● TASK GOAL: Locate the line containing "dip, that would be wonderful.", then please write out that line and all the lines below it in the entries exactly.

[Pointing records]
---+---
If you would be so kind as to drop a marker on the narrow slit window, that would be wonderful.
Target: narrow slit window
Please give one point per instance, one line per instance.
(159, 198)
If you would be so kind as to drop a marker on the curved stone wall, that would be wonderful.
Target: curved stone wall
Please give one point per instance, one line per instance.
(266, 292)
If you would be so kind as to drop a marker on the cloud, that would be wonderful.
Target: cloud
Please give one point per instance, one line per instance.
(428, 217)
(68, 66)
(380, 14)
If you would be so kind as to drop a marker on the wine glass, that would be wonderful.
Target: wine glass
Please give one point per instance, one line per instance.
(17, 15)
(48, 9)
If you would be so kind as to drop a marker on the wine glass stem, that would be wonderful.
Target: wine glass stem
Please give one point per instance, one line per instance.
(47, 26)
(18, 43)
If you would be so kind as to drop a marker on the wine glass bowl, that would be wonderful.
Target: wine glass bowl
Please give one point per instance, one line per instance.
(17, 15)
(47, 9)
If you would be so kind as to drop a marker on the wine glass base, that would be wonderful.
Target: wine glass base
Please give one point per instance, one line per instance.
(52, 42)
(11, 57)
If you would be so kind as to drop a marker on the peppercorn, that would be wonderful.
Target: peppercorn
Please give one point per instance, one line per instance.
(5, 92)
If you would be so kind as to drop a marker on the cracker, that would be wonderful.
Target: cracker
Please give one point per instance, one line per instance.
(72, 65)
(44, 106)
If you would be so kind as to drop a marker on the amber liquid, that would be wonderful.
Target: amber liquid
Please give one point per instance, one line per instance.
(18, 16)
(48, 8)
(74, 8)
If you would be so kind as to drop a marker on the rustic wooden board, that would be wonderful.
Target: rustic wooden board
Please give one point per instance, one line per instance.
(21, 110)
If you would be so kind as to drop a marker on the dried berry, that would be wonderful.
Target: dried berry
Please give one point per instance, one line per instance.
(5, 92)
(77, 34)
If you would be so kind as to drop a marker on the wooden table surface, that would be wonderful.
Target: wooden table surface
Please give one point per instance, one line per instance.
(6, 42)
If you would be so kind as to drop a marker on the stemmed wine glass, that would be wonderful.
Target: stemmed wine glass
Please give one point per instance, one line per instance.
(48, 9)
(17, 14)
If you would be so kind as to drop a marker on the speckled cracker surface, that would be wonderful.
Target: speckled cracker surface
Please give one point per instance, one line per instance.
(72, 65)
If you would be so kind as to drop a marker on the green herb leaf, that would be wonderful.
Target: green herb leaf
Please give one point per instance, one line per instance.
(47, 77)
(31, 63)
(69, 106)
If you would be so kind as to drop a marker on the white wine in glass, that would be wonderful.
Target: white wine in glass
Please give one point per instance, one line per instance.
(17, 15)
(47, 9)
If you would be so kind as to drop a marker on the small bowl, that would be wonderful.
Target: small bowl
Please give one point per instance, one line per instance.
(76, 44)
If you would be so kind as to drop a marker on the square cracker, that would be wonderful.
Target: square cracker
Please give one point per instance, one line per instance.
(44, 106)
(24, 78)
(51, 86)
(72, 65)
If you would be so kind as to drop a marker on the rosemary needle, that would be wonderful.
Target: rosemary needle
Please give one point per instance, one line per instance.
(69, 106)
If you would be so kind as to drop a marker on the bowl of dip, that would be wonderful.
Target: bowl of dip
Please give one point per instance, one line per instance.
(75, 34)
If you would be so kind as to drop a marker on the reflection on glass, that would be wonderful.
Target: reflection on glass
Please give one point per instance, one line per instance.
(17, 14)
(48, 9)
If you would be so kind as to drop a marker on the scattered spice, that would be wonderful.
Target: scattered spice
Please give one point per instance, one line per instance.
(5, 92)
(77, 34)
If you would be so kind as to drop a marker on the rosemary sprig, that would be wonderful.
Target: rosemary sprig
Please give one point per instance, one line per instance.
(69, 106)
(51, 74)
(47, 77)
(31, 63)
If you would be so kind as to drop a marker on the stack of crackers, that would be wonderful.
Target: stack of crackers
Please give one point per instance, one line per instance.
---+---
● COMPLETE ANSWER:
If you would be so kind as to drop a marker on the bowl of dip, that would be wonderful.
Target: bowl of dip
Please give one point per instance, one line per instance.
(75, 34)
If you would be so kind as to drop a marker on the reflection on glass, that would be wonderful.
Target: reflection on glass
Please give one point per instance, one line per instance.
(17, 14)
(48, 9)
If you would be so kind as to drop a marker on the scattered spice, that would be wonderful.
Target: scattered spice
Please give one point per instance, one line per instance.
(5, 92)
(77, 34)
If you would be so kind as to drop a marker on the rosemary sprig, that would be wonderful.
Target: rosemary sprig
Please give one point per instance, one line per instance.
(69, 106)
(51, 74)
(47, 77)
(31, 63)
If you would be so kind as to drop a marker on the stack of crackers, that would be wonderful.
Target: stack of crackers
Please give one point per instance, one line per instance.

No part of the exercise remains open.